PAGE EXCERPT
The cat is out of the bag. The markets ignored the European crisis despite the panic mongering by all the brilliant analysts in the western media. And guess what? The markets and the money were correct again. Even more impressive is the behaviour of the US economy and equity markets. Barely six months ago, most of the experts were trumpeting the failure of the quantitive easing programs QE1, QE2 and QE3 (albeit under a different guise). Once again, the markets have made a mockery of the doomsayers. The Dow has clambered all the way back to 13000 from the low of 6500. Unemployment, at least the political indicator, is closing in on the predicted 8%. While the Republicans flounder, comically tearing each other to pieces on national TV, Obama looks more like an easy winner in November. One may be forgiven for thinking that if this is too good to be true, then maybe it is.
The all-time high of the Dow before the collapse and at the peak of the real estate bubble was about 14200. Today it is 10% below that level.
The Euro is stable and the USD is resuming its devaluation against the currency basket. What is different today from four years ago? The real estate market is in the doldrums. Unemployment is still high and GDP is still low. The difference, readers, is the fact that US debt has jumped by 50% during this period from $9.8T to $15T and as a percentage of GDP from 70% to 100%. Put simply, the markets are being supported by mountain of debt and liquidity that makes all the previous bubbles look inconsequential. And to remove all doubt, a KISS rule of thumb states that ALL bubbles must come to an end. The only questions are when and how. Before or after November? The plan is for inflation (as opposed to deflation) to gain traction. At these low interest rates, funds will flow to real assets as a hedge. Seems to be working....so far.
The price of oil is up to $108 a barrel. The theory espoused by some of the media and politicians blaming Iran, is a load of claptrap. ALL the commodities are up more or less about the same as the world economy slowly recovers and demand increases. Take a look at a graph of oil (blue) superimposed on the Dow
Says it all, doesn't it? As for the price of gas in the States rising above $4. The explanation is simple. First, there is an oversupply of oil and gas sources in the US. A warm summer guaranteed that. However, Asia and Europe had a particularly cold winter increasing demand. The law of supply and demand. American companies are exporting excess capacity and more, creating a supply shortage in the US. Nothing to do with Iran, folks!

JOB 1
Decide whether each statement below agrees with the market commentary, answering yes or no and quoting the deciding words of the market commentary: (a) the Dow's all-time high before the collapse was about 14200; (b) the market commentary blames Iran for the rise in oil prices; (c) US debt rose from $9.8T to $15T.

Records from a data source:

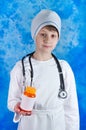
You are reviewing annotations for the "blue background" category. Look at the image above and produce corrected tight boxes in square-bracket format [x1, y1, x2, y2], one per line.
[0, 0, 86, 130]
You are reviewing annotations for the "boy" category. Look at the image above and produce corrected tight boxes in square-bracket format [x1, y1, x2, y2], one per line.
[8, 10, 79, 130]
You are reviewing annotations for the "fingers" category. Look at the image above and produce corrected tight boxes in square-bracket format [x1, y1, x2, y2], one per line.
[14, 103, 32, 116]
[20, 110, 32, 116]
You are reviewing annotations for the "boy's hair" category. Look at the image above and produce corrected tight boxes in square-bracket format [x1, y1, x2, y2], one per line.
[45, 25, 59, 37]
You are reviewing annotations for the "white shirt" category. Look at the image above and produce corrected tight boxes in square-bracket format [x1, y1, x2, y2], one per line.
[8, 57, 79, 130]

JOB 2
Put the lines of the listing into a numbered list, from the start of the listing up to and including the line containing "[8, 10, 79, 130]", with blank lines omitted. Leave the pictures out of the answer.

RESULT 1
(a) Yes: "The all-time high of the Dow before the collapse and at the peak of the real estate bubble was about 14200."
(b) No: "The theory espoused by some of the media and politicians blaming Iran, is a load of claptrap."
(c) Yes: "US debt has jumped by 50% during this period from $9.8T to $15T"

RESULT 2
1. You are reviewing annotations for the "blue background" category. Look at the image above and produce corrected tight boxes in square-bracket format [x1, y1, x2, y2], one per line.
2. [0, 0, 86, 130]
3. You are reviewing annotations for the "boy" category. Look at the image above and produce corrected tight boxes in square-bracket format [x1, y1, x2, y2], one per line.
4. [8, 10, 79, 130]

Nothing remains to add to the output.